DOCUMENT EXTRACT.
──────

This is the view of Dr Lyal White, director of the Centre for Dynamic Markets at the Gordon Institute of Business Science (GIBS), who spoke at the recent GIBS Foresight 2011 Forum held on major trends that will shape business in the year ahead.
Growth in mature markets in 2011 is expected to be around 1,7%, an average they look set to maintain to 2020.
“Growth has shifted decisively from the West and the North to the East and the South, while debt has shifted from the East and the South to the North and the West,” said White.
While trade and investment will show similar trends and patterns, new players outside the traditional Bric (Brazil, Russia, India and China) economies will start making their mark in 2011. Turkey, Indonesia, Vietnam and Colombia are just some of the countries to watch in 2011. White believes that they are the next tier of markets with great potential and ambition. While African economies like Ghana and Nigeria will start attracting more global interest, it is the patchwork of African economies as a whole that forms part of this new fold. Africa is an exciting place to be in and South Africa is no exception.

──────

INFORMATION SHOWN.
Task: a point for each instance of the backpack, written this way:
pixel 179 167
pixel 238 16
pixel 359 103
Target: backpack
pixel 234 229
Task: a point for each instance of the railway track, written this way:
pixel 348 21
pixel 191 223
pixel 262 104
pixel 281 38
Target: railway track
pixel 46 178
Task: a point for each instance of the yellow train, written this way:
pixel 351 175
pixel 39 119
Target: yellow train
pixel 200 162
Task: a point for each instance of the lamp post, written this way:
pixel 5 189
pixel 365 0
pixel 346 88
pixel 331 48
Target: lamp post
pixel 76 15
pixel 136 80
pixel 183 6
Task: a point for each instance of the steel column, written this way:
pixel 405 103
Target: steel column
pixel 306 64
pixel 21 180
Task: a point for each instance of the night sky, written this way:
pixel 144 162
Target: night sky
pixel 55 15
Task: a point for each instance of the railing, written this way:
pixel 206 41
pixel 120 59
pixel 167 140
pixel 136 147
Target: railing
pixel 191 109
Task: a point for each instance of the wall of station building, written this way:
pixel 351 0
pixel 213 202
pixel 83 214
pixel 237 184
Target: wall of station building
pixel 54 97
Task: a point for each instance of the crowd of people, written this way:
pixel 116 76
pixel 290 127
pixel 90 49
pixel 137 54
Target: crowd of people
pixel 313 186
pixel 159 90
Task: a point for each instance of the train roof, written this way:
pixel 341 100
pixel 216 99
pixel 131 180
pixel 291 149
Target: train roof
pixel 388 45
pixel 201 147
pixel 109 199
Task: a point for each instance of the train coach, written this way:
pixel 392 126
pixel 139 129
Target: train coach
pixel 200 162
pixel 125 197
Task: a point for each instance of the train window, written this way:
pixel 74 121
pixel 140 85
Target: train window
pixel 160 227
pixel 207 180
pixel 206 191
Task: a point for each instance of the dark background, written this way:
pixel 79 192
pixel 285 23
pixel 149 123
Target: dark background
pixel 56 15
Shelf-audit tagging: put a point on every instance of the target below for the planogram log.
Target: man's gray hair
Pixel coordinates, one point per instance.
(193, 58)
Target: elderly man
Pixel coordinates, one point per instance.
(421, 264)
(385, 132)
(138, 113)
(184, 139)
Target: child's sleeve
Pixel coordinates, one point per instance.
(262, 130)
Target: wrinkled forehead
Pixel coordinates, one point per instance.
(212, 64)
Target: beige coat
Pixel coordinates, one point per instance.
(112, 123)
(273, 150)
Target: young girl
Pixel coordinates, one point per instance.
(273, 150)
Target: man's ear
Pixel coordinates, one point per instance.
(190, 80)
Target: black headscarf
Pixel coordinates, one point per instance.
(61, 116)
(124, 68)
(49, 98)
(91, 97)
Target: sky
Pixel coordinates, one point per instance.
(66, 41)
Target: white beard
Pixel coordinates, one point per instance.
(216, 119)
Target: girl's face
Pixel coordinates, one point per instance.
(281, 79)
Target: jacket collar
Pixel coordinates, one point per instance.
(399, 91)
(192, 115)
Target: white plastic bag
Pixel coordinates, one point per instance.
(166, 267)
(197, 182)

──────

WORK INSTRUCTIONS. Resume the text on emerging-market growth trends, starting after its last sentence. The entries play no part in this.

RIGHT ANSWER.
“Africa is playing an important role in fuelling economic growth in emerging economic powerhouses like China, India and Brazil by supplying natural resources. Africa is also a lucrative investment destination for multinational corporations [MNCs] from these nations, but our continent is also an important area of potential market-led growth. With a population of close to one billion—half of who are under 35 years old—market and labour opportunities abound,” said White.
Above all, 2011 will reveal the true diversity of dynamic markets. We can’t view these as homogenous—indeed, the “good” dynamic markets will be separated from the “bad” next year, in all likelihood. A fresh generation of multinationals will gain traction across the globe as they compete with their “old world” counterparts. White believes that these players will rise to compete with the best of the old next year—which means interesting times lie ahead for investors.